### Task instructions
Reproduce every one of the records below word for word.

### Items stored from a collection
^^^^^^^^

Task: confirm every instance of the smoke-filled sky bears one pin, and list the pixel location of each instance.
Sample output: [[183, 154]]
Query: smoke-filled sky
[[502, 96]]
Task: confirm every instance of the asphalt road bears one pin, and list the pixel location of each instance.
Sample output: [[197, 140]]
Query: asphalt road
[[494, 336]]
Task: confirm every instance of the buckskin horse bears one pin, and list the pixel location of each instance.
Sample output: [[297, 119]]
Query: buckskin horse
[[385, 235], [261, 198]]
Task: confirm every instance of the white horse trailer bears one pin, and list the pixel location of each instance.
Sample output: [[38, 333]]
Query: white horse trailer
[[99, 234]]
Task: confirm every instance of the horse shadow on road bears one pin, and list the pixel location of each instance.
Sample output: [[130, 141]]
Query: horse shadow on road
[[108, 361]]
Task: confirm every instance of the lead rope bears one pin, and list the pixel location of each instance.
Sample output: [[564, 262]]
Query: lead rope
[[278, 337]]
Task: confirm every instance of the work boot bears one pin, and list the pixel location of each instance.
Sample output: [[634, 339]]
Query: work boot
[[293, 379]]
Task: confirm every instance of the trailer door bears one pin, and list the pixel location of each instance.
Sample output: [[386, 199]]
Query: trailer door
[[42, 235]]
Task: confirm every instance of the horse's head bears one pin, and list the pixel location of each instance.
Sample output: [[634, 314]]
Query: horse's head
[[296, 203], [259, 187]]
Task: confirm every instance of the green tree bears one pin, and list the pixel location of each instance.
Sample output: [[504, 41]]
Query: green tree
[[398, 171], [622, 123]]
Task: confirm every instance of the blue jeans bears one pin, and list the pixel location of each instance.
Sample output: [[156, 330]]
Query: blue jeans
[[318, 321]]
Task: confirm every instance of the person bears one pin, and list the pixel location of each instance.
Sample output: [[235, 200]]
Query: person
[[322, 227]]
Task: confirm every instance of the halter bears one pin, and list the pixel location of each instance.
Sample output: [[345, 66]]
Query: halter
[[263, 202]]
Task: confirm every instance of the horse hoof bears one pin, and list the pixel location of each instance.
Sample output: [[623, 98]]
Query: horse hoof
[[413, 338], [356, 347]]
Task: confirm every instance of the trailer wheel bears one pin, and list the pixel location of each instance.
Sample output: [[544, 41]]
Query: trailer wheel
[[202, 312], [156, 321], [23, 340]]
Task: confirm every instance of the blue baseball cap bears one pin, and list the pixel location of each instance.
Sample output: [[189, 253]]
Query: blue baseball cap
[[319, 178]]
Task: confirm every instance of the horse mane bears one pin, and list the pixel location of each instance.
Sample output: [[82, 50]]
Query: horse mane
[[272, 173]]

^^^^^^^^

### Result of the task
Task: confirm every instance of the smoke-filled sky bears one pin, and list the pixel location of each instance.
Sample output: [[183, 154]]
Query: smoke-filled sky
[[502, 96]]
Task: confirm every instance of the asphalt road bears one pin, and list the pixel location of each instance.
Sample output: [[197, 140]]
Query: asphalt road
[[494, 336]]
Task: confirm every instance of the buckskin horse bears one pin, and list the pixel location of each instance.
Sample output: [[297, 119]]
Query: buckskin horse
[[385, 235], [261, 198]]
Task: confirm every instance of the white horse trailer bears one pin, and list the pixel location of each instance.
Sample output: [[38, 333]]
Query: white horse trailer
[[99, 234]]
Task: confirm every instance of the horse shadow on road bears one pin, and list the pixel location of each instance.
Sample output: [[130, 141]]
Query: horse shadow on road
[[108, 361]]
Task: confirm every instance of the lead rope bears one pin, and list the pixel location of each instance.
Sample output: [[564, 262]]
Query: lead rope
[[278, 337]]
Task: confirm every instance of the work boot bears one pin, and list the pixel location of each instance.
Sample output: [[634, 339]]
Query: work boot
[[293, 379]]
Task: confirm every instance of the trailer door bears one pin, and list the pixel location of each instance.
Sample output: [[386, 199]]
Query: trailer door
[[42, 235]]
Task: confirm every instance of the horse's head bears one pin, and list the pixel location of each instance.
Sample output: [[634, 314]]
Query: horse's head
[[296, 203], [259, 187]]
Task: confirm every instance of the green tree bears one pin, and list the pixel location of each instance.
Sample output: [[504, 41]]
Query: green tree
[[398, 171], [622, 123]]
Task: confirm every instance of the blue jeans bears one pin, and list the pixel location of each instance.
Sample output: [[156, 330]]
Query: blue jeans
[[318, 321]]
Task: confirm every instance of the person bears one pin, and list the pixel location of each instance.
Sample output: [[235, 200]]
Query: person
[[322, 227]]
Task: confirm every instance of the halter bears one pin, and list the pixel location of each instance.
Sample output: [[345, 66]]
Query: halter
[[263, 202]]
Task: confirm every instance of the horse hoof bears one pin, and list the pixel location of each instance.
Sample output: [[623, 98]]
Query: horse hoof
[[413, 338], [356, 347]]
Task: confirm every instance of the trailer wheel bears one pin, and list the pixel location of each instance.
Sample output: [[544, 41]]
Query: trailer wheel
[[202, 312], [156, 321], [23, 340]]
Task: confirm every instance of the blue baseball cap bears one pin, and list the pixel location of each instance.
Sample output: [[189, 253]]
Query: blue baseball cap
[[319, 178]]
Task: confirm every instance of the horse mane bears one pin, and list the pixel location of each instance.
Sample output: [[82, 50]]
Query: horse mane
[[272, 173]]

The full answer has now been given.